Start of Records shown

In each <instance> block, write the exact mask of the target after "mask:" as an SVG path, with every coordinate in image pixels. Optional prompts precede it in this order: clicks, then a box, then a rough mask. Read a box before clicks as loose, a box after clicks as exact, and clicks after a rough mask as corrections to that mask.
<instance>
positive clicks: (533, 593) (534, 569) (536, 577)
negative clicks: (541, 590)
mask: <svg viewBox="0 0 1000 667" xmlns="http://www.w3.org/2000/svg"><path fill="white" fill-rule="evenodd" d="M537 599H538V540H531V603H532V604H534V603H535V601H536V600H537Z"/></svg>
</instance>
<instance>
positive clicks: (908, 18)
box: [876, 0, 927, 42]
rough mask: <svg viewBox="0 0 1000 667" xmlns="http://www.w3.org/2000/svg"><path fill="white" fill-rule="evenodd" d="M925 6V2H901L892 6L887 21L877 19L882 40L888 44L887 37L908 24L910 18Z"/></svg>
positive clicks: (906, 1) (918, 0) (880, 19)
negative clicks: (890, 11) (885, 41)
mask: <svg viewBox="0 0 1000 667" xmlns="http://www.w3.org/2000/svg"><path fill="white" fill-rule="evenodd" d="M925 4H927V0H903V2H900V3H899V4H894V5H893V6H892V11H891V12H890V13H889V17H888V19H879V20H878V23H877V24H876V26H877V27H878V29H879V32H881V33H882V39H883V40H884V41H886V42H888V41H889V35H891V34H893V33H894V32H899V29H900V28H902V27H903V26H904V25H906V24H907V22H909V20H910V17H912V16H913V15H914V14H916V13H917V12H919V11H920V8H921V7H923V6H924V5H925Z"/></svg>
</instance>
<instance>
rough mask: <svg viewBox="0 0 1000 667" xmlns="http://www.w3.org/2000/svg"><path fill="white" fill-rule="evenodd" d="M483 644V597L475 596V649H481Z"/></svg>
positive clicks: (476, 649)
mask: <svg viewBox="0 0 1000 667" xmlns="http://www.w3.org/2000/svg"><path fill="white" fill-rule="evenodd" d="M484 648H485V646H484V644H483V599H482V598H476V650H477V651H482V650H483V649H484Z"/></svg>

End of Records shown

Description of the task
Rewrite every line of the listing above as a numbered list, omitting blank lines.

Answer below
1. In each <instance> block, write the exact mask of the target after "mask:" as an SVG path, with every coordinate in image pixels. Optional prompts precede it in this order: clicks, then a box, then a rough mask. Read a box before clicks as loose, a box after clicks as exact, and clicks after a rough mask as corrections to that mask.
2. <instance>
3. positive clicks: (533, 593) (534, 569) (536, 577)
4. negative clicks: (541, 590)
5. mask: <svg viewBox="0 0 1000 667" xmlns="http://www.w3.org/2000/svg"><path fill="white" fill-rule="evenodd" d="M537 599H538V540H531V603H532V604H534V603H535V601H536V600H537Z"/></svg>
6. </instance>
7. <instance>
8. positive clicks: (908, 18)
9. box: [876, 0, 927, 42]
10. rough mask: <svg viewBox="0 0 1000 667" xmlns="http://www.w3.org/2000/svg"><path fill="white" fill-rule="evenodd" d="M925 6V2H901L892 6L887 21L877 19L882 40L888 44L887 37L908 24L910 18Z"/></svg>
11. positive clicks: (906, 1) (918, 0) (880, 19)
12. negative clicks: (890, 11) (885, 41)
13. mask: <svg viewBox="0 0 1000 667" xmlns="http://www.w3.org/2000/svg"><path fill="white" fill-rule="evenodd" d="M925 4H927V0H903V2H900V3H899V4H894V5H893V6H892V11H891V12H890V13H889V17H888V19H879V20H878V23H877V24H876V26H877V27H878V29H879V32H881V33H882V39H883V40H884V41H886V42H888V41H889V35H891V34H893V33H894V32H899V29H900V28H902V27H903V26H904V25H906V24H907V22H909V20H910V17H912V16H913V15H914V14H916V13H917V12H919V11H920V8H921V7H923V6H924V5H925Z"/></svg>
14. </instance>
15. <instance>
16. rough mask: <svg viewBox="0 0 1000 667" xmlns="http://www.w3.org/2000/svg"><path fill="white" fill-rule="evenodd" d="M483 644V597L475 596V649H481Z"/></svg>
17. positive clicks: (476, 649)
18. mask: <svg viewBox="0 0 1000 667" xmlns="http://www.w3.org/2000/svg"><path fill="white" fill-rule="evenodd" d="M484 648H485V646H484V644H483V599H482V598H476V650H477V651H482V650H483V649H484Z"/></svg>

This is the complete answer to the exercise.